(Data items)
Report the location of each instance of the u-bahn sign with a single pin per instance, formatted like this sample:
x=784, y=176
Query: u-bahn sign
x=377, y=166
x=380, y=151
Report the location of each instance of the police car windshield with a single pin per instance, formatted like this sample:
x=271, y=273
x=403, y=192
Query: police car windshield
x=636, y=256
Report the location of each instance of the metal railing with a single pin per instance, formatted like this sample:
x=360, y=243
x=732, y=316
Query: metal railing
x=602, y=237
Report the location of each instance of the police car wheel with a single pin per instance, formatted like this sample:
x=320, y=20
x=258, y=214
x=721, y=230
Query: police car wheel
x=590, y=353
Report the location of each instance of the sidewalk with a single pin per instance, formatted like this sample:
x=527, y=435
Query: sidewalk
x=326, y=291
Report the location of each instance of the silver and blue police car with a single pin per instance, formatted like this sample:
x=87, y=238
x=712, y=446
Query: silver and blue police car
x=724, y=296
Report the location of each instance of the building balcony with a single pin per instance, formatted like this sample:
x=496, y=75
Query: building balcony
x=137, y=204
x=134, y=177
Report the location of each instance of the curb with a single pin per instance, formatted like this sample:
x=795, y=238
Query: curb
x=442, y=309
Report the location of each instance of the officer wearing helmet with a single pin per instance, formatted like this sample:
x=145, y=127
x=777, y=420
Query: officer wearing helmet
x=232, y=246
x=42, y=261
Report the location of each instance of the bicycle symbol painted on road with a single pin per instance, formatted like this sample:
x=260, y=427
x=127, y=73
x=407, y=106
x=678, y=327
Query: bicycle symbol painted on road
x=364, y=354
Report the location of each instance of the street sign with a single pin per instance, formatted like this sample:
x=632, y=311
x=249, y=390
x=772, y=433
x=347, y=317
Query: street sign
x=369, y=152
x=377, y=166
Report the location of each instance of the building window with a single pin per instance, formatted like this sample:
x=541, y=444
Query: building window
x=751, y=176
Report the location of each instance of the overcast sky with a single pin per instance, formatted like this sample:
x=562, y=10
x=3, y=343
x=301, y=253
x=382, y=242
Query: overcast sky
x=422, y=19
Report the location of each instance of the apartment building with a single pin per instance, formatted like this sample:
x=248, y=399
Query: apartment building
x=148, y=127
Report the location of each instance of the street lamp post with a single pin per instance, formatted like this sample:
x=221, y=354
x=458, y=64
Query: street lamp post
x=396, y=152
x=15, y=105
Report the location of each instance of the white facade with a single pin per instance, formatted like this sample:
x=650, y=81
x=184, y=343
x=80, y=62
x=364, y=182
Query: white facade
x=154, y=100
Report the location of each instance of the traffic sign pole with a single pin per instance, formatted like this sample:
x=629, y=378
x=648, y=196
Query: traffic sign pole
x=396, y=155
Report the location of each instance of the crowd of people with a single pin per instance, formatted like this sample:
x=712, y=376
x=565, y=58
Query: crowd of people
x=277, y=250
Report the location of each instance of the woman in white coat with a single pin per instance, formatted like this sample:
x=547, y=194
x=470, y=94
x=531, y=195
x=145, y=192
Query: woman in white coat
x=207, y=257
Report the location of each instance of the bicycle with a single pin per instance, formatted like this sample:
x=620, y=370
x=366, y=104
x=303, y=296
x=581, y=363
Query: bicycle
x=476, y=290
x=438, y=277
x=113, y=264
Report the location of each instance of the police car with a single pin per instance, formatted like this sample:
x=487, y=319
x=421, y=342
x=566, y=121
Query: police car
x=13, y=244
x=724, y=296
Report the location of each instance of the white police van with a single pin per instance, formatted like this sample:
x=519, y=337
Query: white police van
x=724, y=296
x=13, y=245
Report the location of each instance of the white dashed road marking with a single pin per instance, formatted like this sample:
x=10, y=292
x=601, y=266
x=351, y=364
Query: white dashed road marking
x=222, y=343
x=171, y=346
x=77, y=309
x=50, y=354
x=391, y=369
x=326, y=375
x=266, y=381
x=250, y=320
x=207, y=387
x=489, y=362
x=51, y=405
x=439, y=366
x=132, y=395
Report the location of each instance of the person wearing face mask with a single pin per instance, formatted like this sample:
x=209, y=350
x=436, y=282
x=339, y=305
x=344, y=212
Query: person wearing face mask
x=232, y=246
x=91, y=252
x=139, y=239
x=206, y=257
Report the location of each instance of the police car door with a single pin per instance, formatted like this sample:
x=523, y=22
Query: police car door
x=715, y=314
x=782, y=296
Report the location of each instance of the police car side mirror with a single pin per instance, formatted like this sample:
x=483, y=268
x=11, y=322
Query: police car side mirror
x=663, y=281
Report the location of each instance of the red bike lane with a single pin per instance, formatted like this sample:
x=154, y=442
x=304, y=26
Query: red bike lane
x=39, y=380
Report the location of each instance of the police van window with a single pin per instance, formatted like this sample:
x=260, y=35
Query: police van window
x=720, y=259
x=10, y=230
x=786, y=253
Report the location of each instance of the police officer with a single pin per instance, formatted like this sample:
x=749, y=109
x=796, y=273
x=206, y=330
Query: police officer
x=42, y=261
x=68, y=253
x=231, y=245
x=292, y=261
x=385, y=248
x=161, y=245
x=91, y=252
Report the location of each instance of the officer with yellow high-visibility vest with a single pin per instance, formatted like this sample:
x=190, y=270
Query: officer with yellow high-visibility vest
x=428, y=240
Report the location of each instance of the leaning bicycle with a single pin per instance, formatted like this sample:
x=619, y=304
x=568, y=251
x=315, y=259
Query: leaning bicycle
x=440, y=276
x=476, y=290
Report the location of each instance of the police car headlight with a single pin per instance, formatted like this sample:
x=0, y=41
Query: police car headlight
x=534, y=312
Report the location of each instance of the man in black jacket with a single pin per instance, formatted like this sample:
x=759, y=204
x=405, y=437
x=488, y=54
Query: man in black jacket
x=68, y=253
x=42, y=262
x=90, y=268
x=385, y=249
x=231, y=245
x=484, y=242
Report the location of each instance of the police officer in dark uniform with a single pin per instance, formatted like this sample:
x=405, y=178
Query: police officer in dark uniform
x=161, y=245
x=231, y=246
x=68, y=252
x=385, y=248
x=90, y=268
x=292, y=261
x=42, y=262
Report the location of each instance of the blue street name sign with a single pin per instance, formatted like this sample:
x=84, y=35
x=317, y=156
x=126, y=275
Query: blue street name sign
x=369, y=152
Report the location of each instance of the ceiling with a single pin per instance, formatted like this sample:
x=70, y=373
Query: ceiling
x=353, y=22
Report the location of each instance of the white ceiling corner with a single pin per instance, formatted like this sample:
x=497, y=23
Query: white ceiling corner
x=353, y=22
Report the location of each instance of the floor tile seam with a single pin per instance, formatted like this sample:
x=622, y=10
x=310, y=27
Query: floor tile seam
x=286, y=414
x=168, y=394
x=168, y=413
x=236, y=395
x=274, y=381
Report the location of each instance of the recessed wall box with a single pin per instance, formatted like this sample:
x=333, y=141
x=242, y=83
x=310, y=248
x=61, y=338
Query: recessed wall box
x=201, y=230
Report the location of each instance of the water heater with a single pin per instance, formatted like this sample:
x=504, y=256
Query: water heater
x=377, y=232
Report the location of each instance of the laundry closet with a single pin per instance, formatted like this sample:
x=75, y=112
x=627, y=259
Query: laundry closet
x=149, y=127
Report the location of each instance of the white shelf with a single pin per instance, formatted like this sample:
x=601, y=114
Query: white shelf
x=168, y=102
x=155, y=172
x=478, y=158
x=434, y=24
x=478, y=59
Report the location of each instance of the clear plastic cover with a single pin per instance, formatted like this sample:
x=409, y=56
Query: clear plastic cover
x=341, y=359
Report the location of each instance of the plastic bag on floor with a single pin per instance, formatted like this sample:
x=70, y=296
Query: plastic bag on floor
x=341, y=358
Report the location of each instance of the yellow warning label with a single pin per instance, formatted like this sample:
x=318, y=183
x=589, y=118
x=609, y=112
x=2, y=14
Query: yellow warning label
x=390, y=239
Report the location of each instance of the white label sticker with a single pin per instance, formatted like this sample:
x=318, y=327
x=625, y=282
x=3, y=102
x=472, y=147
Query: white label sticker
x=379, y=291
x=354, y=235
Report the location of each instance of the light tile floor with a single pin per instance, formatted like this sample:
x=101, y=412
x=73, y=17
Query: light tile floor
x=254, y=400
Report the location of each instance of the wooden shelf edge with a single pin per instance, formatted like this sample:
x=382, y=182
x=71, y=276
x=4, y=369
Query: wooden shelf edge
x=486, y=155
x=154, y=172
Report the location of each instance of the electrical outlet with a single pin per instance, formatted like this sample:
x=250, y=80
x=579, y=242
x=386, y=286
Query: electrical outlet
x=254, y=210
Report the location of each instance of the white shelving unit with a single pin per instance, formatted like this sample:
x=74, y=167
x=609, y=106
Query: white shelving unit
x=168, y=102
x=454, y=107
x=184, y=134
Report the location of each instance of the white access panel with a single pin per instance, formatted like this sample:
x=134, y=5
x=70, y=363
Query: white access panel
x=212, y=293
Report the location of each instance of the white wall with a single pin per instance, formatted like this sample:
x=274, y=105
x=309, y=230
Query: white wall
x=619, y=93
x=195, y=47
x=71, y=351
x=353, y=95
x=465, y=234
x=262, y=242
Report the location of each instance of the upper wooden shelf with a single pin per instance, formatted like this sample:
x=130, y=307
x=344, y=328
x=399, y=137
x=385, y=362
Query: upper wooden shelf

§ **Task to complete**: Show every line from the entries that includes the word "upper".

§ **Task answer**:
Report the location of each instance of the upper wooden shelf with a single pin per instance, formatted like this sample:
Query: upper wooden shelf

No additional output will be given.